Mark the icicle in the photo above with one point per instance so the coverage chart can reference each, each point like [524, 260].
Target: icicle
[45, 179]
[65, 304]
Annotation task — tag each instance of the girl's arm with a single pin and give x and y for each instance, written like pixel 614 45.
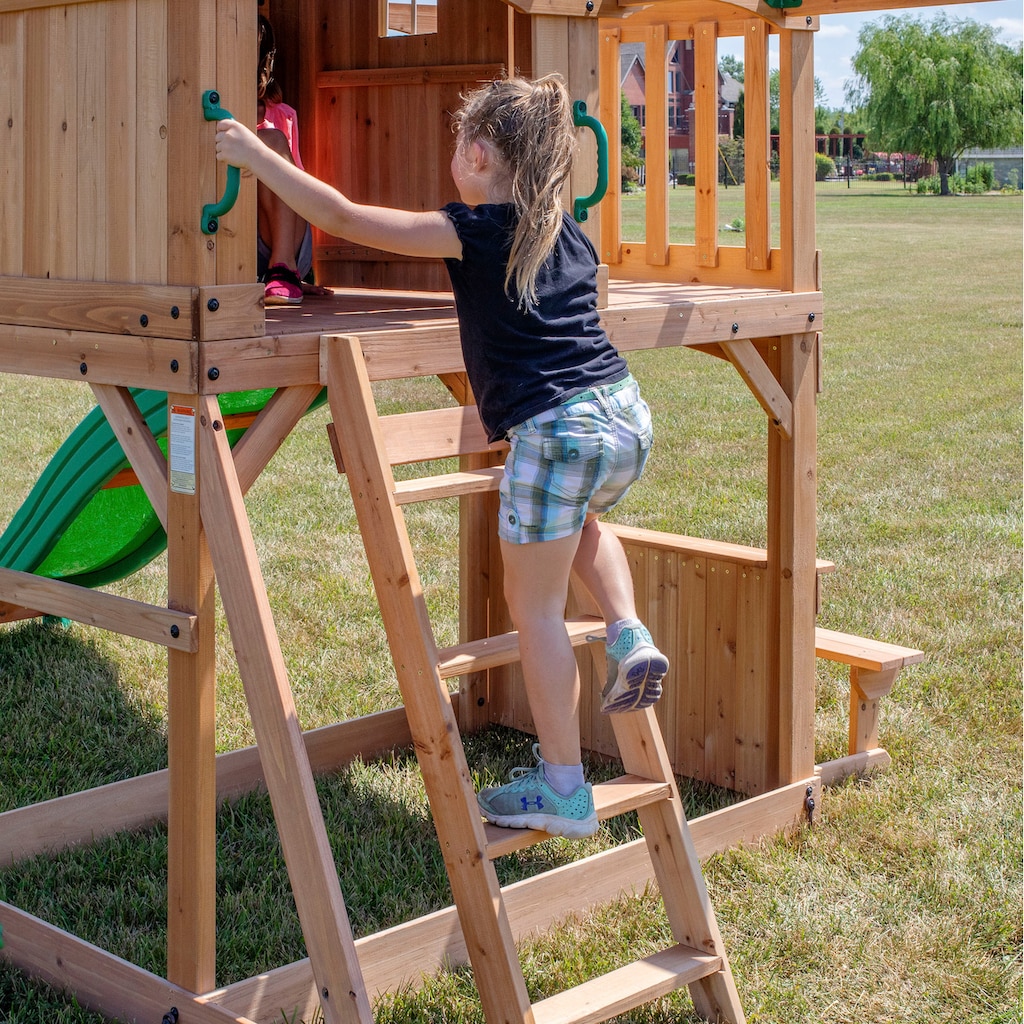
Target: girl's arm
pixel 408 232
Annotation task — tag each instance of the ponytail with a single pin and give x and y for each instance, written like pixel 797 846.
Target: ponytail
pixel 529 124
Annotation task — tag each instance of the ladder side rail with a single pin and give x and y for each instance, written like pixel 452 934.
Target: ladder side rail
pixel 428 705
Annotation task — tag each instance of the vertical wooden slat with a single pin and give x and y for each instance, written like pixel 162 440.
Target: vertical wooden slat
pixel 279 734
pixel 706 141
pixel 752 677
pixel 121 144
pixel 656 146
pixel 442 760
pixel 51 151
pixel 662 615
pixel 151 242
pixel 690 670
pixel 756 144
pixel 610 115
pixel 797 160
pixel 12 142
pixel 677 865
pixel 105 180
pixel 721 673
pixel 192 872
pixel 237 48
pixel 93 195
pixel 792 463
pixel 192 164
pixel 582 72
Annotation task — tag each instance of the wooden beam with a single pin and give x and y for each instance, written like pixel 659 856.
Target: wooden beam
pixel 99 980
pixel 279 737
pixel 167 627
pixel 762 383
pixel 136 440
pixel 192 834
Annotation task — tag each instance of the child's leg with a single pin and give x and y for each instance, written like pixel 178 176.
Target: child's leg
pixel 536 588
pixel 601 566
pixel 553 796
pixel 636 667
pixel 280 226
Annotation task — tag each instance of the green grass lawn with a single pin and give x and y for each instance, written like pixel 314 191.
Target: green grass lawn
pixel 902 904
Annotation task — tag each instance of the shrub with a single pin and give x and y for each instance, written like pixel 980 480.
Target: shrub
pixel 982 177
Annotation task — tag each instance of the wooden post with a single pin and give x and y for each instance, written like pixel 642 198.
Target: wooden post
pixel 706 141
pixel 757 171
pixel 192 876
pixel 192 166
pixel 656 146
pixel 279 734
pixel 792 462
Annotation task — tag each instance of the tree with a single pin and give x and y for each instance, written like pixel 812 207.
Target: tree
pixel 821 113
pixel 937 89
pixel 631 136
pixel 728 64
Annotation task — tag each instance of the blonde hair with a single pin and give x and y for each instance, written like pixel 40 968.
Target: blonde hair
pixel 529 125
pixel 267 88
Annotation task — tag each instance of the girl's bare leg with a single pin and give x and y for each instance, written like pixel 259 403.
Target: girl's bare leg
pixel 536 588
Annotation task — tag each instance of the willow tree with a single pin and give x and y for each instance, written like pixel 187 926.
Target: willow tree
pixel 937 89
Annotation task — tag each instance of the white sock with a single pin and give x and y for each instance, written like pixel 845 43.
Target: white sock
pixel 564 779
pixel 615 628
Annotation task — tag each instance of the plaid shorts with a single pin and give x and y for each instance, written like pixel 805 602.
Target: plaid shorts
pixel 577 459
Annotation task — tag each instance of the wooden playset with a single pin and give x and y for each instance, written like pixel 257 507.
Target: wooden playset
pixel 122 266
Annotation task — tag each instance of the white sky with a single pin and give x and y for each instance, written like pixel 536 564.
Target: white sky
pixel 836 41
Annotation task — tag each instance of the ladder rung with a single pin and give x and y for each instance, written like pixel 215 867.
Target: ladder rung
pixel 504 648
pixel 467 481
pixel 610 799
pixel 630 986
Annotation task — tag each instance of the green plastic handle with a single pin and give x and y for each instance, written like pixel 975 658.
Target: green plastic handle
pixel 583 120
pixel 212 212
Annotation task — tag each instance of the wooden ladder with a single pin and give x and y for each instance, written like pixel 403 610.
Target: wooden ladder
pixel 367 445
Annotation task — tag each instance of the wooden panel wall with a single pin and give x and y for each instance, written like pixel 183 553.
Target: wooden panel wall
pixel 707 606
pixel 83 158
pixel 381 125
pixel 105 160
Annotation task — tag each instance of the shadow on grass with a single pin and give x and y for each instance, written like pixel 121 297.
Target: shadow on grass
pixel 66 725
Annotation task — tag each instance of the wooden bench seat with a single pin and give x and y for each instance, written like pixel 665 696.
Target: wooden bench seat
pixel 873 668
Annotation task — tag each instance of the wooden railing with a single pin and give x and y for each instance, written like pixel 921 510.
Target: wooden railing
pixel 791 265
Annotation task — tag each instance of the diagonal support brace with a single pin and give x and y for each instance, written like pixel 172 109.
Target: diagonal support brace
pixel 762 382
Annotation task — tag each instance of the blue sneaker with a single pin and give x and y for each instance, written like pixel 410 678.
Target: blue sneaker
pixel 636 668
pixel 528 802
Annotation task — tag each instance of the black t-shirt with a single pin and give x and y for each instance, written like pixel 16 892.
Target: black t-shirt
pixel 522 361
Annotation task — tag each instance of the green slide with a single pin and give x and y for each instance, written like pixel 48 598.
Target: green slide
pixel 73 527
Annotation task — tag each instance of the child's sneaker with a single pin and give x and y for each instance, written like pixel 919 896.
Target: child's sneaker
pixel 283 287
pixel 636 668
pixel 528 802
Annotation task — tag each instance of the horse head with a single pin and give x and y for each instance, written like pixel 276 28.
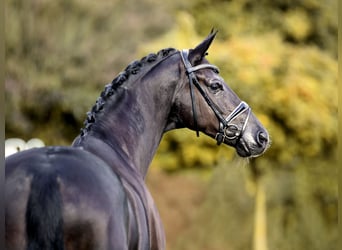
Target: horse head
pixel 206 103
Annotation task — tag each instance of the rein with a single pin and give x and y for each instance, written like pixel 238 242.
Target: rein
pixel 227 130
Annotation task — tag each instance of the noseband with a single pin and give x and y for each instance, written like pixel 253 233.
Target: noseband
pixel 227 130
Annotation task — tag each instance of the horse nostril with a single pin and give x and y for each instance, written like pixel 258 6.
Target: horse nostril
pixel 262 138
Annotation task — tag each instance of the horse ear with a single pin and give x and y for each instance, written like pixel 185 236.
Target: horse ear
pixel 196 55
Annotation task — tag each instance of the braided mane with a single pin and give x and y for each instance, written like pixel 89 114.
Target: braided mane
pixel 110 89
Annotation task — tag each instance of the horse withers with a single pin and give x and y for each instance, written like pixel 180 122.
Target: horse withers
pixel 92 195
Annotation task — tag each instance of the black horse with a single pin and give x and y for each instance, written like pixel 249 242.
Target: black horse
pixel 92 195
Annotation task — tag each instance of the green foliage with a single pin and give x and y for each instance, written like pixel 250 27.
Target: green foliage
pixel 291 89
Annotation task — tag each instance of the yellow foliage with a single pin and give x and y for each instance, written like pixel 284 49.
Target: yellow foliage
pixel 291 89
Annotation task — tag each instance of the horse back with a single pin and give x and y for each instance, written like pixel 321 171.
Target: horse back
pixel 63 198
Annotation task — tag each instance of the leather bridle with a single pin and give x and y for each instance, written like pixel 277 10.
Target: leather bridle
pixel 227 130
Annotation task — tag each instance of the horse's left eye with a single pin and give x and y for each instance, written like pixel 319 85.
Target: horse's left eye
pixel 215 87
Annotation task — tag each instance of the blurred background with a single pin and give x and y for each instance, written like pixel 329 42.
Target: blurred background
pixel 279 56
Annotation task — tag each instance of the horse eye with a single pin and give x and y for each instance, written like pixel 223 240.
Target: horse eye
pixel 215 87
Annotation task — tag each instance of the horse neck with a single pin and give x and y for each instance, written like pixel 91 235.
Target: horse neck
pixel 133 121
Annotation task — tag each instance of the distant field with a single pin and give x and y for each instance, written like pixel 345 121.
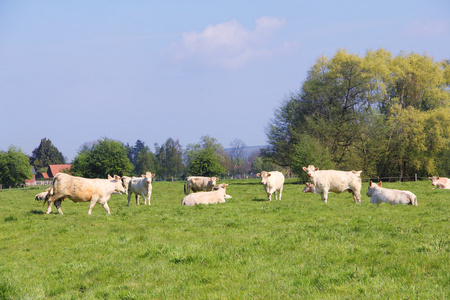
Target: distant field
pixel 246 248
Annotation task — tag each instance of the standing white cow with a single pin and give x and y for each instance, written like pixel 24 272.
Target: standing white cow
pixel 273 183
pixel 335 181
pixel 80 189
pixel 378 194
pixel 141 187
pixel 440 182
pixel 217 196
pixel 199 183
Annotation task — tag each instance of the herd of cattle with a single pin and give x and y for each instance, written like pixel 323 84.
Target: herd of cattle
+--
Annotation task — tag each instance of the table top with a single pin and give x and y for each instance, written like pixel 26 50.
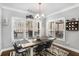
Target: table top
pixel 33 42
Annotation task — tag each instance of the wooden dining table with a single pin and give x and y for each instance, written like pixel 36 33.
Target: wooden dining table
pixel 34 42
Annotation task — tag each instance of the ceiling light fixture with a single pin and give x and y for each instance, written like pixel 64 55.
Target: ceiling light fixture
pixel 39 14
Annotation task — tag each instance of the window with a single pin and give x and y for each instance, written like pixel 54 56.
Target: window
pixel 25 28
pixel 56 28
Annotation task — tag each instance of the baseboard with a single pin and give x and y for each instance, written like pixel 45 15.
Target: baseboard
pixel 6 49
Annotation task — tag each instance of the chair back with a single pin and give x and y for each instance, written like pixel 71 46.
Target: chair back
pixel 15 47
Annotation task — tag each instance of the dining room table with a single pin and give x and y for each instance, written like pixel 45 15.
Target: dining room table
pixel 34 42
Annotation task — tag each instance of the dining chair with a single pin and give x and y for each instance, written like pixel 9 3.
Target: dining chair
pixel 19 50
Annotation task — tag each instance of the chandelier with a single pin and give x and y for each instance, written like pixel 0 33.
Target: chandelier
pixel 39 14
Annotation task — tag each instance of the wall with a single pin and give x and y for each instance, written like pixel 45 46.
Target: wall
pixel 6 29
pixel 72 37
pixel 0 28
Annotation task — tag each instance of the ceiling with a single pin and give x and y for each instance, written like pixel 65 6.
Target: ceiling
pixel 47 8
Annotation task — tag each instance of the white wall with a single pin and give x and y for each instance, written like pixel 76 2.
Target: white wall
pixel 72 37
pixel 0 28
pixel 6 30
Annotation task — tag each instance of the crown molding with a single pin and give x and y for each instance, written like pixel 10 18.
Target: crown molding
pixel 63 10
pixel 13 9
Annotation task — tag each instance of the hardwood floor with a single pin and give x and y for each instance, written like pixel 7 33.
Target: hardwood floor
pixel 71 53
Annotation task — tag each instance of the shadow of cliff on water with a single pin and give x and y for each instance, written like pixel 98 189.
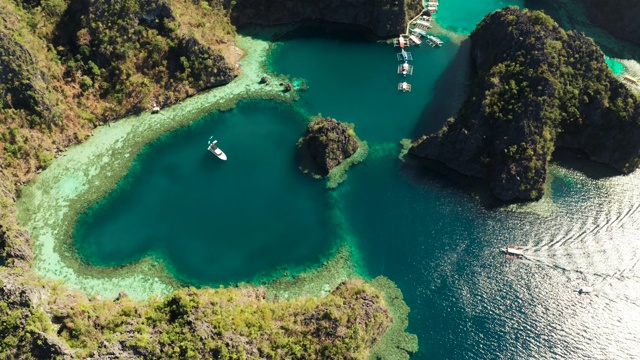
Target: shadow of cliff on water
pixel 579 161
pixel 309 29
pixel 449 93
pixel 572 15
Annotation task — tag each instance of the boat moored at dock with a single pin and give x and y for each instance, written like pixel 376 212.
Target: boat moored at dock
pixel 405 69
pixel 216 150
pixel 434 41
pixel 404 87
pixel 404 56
+--
◆ ARBEITSAUFTRAG
Schreib die Zeilen von der Zeile mit „Mark the icicle" bis einschließlich der Zeile mit „pixel 408 232" als Markdown-Tabelle mit den Spalten „Nummer" und „Zeile" um. Leerzeilen und Bilder gehören nicht in die Tabelle.

◆ ERGEBNIS FOLGT
| Nummer | Zeile |
|---|---|
| 1 | Mark the icicle in the photo above with one point per instance so the coverage chart can reference each, each point like [524, 260]. |
| 2 | Target: icicle |
| 3 | [45, 179] |
| 4 | [65, 304] |
| 5 | Annotation task — tag each instance of the girl's arm with a single pin and give x and y for each instance, written like pixel 614 45. |
| 6 | Target: girl's arm |
| 7 | pixel 408 232 |